===== Input

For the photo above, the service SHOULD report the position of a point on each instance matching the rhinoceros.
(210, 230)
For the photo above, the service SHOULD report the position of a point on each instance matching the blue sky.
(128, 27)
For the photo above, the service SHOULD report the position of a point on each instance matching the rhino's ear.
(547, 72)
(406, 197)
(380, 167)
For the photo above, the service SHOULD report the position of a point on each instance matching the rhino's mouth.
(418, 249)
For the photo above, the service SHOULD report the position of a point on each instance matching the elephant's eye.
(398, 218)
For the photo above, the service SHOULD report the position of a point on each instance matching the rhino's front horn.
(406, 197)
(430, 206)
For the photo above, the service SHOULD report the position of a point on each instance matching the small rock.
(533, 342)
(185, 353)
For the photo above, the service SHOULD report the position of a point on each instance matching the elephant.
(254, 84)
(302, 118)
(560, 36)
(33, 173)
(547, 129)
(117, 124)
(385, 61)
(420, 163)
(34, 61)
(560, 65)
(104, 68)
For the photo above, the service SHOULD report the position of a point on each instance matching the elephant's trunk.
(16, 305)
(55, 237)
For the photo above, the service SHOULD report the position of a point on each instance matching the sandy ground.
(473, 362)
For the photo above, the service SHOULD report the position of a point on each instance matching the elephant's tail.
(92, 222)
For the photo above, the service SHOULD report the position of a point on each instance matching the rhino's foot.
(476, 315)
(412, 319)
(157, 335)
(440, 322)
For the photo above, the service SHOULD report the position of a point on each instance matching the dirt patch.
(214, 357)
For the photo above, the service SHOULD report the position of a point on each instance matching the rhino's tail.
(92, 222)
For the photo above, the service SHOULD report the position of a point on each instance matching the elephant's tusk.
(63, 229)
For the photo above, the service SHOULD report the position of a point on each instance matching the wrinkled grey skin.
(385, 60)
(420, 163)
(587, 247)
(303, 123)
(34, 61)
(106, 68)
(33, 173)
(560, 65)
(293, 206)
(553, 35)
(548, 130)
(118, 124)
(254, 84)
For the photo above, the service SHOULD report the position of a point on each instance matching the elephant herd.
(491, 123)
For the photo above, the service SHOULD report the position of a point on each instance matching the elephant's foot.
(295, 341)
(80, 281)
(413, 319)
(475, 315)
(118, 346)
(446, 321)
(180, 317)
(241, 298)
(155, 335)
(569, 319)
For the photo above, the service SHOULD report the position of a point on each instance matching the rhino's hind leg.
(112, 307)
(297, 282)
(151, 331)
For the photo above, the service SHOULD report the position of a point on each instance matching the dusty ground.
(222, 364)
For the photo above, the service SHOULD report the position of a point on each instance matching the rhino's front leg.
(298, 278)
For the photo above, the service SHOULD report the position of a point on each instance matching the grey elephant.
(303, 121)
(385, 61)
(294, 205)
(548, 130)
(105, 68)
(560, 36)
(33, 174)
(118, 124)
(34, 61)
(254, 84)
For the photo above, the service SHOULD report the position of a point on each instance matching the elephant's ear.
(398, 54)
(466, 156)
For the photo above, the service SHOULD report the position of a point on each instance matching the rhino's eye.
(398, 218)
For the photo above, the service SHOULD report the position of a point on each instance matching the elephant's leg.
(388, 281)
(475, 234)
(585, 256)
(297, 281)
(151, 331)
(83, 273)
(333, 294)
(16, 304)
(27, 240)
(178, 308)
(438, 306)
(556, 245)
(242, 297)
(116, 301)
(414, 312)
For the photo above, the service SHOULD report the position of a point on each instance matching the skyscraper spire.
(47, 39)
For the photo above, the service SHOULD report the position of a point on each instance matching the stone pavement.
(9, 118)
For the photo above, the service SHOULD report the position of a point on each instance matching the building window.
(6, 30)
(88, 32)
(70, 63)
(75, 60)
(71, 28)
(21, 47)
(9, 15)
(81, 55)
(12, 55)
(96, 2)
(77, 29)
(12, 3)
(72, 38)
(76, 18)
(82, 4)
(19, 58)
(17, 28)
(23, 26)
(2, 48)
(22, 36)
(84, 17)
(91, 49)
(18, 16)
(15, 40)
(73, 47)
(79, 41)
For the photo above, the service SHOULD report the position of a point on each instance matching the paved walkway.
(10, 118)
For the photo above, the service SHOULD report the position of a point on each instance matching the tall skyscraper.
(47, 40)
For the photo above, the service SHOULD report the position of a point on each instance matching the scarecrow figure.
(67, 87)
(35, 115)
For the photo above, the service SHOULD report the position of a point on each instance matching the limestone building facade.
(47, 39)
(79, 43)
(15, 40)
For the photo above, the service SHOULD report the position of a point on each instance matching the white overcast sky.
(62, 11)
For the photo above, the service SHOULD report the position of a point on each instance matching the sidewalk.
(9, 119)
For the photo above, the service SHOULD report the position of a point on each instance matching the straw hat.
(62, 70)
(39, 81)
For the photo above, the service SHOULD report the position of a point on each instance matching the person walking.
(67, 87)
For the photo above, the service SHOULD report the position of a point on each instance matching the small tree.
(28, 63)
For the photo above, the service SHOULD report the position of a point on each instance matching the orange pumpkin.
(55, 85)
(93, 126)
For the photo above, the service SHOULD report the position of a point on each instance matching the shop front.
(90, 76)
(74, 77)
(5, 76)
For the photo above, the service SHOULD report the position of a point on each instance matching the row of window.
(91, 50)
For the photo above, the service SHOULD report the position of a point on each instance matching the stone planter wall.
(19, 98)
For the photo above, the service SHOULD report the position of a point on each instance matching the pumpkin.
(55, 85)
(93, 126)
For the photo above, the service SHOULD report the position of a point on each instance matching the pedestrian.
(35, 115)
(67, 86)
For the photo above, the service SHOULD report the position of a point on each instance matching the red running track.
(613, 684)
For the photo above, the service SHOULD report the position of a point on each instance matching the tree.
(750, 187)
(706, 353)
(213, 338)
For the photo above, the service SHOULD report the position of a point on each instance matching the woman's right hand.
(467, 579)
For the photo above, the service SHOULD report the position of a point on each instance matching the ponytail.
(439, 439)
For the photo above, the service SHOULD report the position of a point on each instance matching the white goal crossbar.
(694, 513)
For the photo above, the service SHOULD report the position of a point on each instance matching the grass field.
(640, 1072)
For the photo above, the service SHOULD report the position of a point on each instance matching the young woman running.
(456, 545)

==========
===== Input

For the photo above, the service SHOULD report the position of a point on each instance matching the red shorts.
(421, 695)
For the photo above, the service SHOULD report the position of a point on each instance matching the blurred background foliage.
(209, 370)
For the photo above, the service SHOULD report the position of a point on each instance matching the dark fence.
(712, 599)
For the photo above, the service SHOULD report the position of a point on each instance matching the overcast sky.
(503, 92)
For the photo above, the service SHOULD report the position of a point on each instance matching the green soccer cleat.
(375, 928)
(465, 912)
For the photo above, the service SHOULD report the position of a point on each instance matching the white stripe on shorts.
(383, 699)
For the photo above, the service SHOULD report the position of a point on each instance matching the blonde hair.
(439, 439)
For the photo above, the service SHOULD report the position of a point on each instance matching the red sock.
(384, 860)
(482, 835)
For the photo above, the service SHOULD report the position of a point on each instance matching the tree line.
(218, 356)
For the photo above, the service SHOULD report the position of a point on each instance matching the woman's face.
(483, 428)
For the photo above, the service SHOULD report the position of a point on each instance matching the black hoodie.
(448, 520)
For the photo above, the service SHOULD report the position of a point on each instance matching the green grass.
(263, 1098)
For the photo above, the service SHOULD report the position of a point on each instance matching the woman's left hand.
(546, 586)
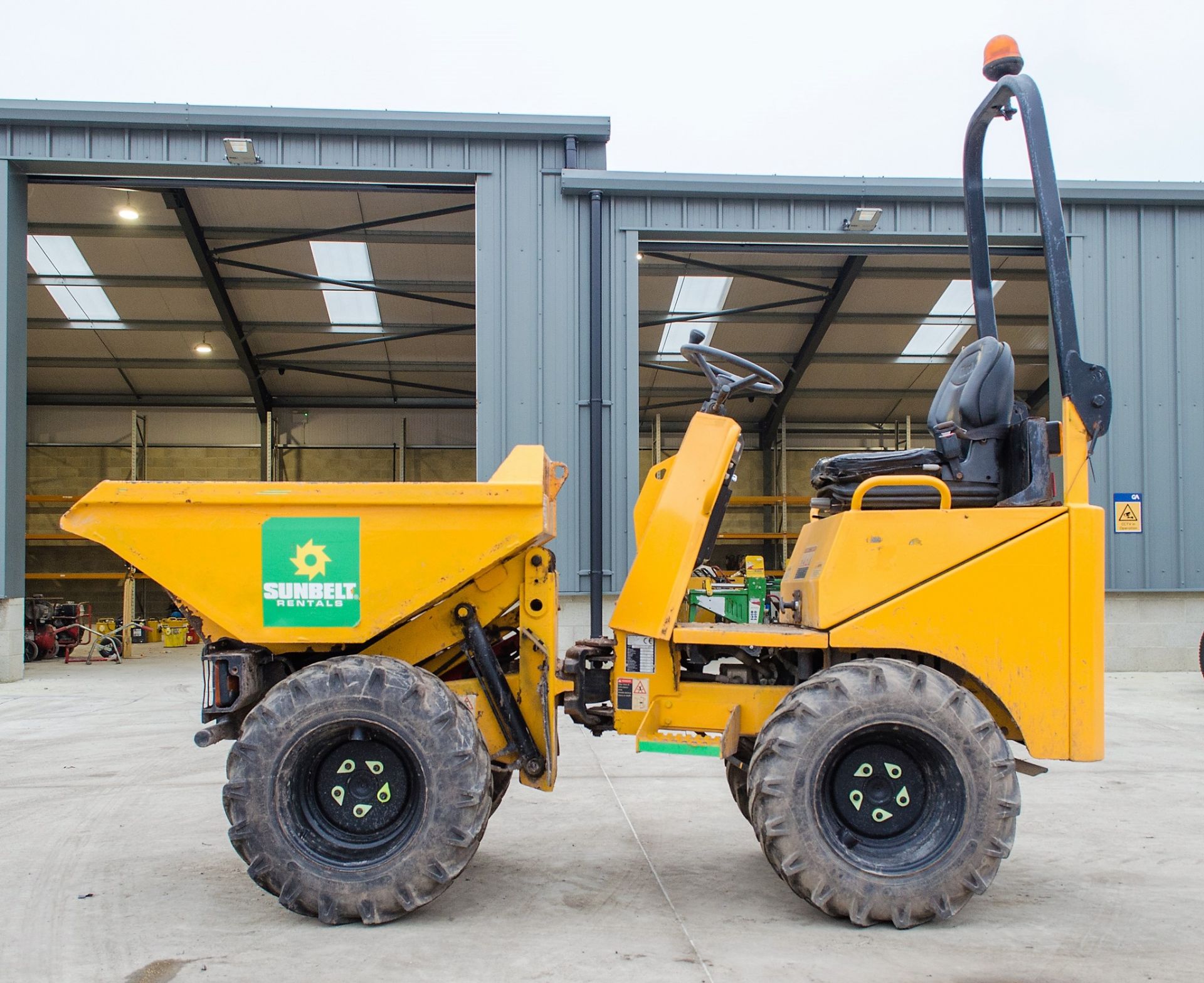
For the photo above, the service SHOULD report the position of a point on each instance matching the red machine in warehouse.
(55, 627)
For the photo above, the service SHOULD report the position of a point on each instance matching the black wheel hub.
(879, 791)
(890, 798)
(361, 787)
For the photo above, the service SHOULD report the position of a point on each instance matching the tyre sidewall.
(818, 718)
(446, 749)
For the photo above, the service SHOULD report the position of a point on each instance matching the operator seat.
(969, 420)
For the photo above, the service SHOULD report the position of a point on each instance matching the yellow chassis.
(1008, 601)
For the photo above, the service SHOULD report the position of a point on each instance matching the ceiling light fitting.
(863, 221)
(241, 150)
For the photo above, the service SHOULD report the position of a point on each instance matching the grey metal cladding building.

==========

**Task to carry out**
Word for word, restate the lines of the data above that fall between the line holding "ceiling light fitting." and the line holding "metal cladding building.", inclusive, and no other lines.

**Solution to the exercise**
For the photo above, the service SHOULD report the position of a point on each instance matching the ceiling light fitting.
(863, 221)
(241, 150)
For the photo above, the service SHOULD report the position of a point on each instance matching the grey metal cladding building.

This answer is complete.